[Dataset entries]
——

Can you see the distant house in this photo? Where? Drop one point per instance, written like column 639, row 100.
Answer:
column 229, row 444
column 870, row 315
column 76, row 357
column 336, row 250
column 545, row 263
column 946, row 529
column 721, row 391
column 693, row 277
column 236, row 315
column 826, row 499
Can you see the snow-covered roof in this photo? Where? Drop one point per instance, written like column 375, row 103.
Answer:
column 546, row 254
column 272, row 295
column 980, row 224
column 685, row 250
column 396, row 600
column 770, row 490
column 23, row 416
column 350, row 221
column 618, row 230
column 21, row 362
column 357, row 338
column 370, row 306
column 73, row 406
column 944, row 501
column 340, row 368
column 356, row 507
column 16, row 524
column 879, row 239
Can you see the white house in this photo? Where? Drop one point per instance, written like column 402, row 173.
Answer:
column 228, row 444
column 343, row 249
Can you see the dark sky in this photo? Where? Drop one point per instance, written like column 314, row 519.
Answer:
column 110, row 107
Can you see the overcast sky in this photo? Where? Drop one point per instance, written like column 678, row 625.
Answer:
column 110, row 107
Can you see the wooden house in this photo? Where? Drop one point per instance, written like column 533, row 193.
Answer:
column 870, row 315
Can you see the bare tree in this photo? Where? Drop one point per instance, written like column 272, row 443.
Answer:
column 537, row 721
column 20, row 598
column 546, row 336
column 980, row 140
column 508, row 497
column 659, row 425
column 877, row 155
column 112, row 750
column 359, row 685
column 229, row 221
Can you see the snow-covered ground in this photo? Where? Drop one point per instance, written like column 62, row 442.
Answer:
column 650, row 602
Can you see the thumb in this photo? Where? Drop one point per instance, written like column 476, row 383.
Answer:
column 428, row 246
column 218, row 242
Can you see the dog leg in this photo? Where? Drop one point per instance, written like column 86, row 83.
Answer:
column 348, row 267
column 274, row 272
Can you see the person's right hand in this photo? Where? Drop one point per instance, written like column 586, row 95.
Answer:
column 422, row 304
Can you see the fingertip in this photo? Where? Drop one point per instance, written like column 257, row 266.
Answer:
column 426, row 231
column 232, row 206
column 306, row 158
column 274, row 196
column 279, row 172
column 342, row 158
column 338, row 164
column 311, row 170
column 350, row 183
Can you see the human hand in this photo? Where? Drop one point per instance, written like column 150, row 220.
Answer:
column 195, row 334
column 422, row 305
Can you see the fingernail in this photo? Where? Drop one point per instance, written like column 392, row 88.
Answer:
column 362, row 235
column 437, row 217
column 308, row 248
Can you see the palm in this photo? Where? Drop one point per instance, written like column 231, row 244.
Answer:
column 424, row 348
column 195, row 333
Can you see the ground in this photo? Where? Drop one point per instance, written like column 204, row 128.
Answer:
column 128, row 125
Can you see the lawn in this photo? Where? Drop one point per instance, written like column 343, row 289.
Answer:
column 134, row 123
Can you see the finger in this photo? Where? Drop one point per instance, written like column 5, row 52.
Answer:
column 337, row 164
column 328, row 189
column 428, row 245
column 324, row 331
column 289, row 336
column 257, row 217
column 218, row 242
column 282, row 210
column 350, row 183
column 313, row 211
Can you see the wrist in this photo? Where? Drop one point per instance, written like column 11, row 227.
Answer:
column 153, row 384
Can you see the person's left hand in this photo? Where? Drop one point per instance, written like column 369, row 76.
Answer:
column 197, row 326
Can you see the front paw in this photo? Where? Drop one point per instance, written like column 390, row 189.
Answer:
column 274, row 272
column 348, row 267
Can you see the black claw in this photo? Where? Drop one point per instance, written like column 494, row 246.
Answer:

——

#### [Task instructions]
Reproduce all the items with every "Drop" swapped for "Place". Change nothing else.

#### [Task output]
Can you see the distant house in this photo? Where? Place one point per instance, written like column 639, row 100.
Answer:
column 229, row 444
column 870, row 315
column 76, row 357
column 336, row 250
column 545, row 263
column 946, row 529
column 721, row 391
column 693, row 277
column 236, row 315
column 826, row 499
Can you see the snow-covered roof in this photo? Where? Place one point per instance, written like column 375, row 103.
Answer:
column 546, row 254
column 272, row 295
column 980, row 224
column 685, row 250
column 396, row 600
column 770, row 490
column 23, row 416
column 350, row 221
column 618, row 230
column 21, row 362
column 357, row 338
column 370, row 306
column 73, row 406
column 944, row 501
column 340, row 368
column 356, row 507
column 16, row 524
column 879, row 239
Can you see the white house in this photo? Where? Place one point per instance, written like column 402, row 173.
Answer:
column 228, row 444
column 343, row 249
Can you see the dark sky in this photo? Where? Place one point per instance, written like column 314, row 519.
Answer:
column 110, row 107
Can you see the overcast sky in this photo? Where? Place one point per instance, written like column 678, row 625.
Answer:
column 110, row 107
Can you see the wooden house in this photo? Where? Place one point per instance, written like column 533, row 193.
Answer:
column 870, row 315
Can you see the bare tree in this photo? Where? Place one point per instance, written like column 272, row 443.
Answer:
column 537, row 721
column 20, row 598
column 546, row 336
column 980, row 140
column 508, row 497
column 659, row 425
column 877, row 155
column 112, row 750
column 359, row 685
column 229, row 221
Can you see the snow-covered ground in this photo? Where? Place one point per instance, written like column 62, row 442.
Answer:
column 650, row 602
Can you see the thumb in this photo? Where? Place one point per instance, written like column 476, row 383.
Answer:
column 428, row 246
column 218, row 242
Can you see the dog leg in this photo? Where? Place one point per instance, written like column 86, row 83.
Answer:
column 348, row 267
column 274, row 272
Can you see the person's right hand in this photo? Where? Place one point per instance, written like column 586, row 95.
Answer:
column 422, row 304
Can you see the fingertip in this photo? Where? Place one point per instance, written like column 257, row 266.
Answer:
column 426, row 231
column 232, row 206
column 306, row 158
column 274, row 196
column 279, row 172
column 342, row 158
column 338, row 164
column 311, row 170
column 350, row 183
Can you see the human hand in this photo? Where? Place one point per instance, written like column 150, row 220.
Answer:
column 195, row 334
column 422, row 305
Can you see the fingernail in this photo? Where? Place one point per instance, written like column 392, row 88.
Answer:
column 362, row 235
column 437, row 217
column 308, row 248
Can you see the palm in this photo? Where? Place one point per instance, written like column 231, row 244.
Answer:
column 424, row 348
column 195, row 333
Can you see the ground in this photo? Where? Place one point per instance, written like column 204, row 128.
Answer:
column 128, row 125
Can you see the lawn in this photo? Where? Place one point per instance, written like column 343, row 289.
Answer:
column 134, row 123
Can you see the finger in this photo? Where? Place one point per instance, written like column 5, row 52.
Answer:
column 337, row 164
column 328, row 189
column 428, row 245
column 324, row 331
column 289, row 336
column 257, row 217
column 218, row 242
column 282, row 210
column 350, row 183
column 313, row 211
Can you see the wrist in this photo? Where? Place one point per instance, written like column 11, row 227.
Answer:
column 153, row 384
Can you see the person's left hand in this photo? Where? Place one point per instance, written like column 369, row 76.
Answer:
column 197, row 326
Can you see the front paw in this photo? Where? Place one point per instance, written like column 390, row 189.
Answer:
column 274, row 272
column 348, row 267
Can you see the black claw in this photo? Where? Place one point per instance, written like column 494, row 246.
Answer:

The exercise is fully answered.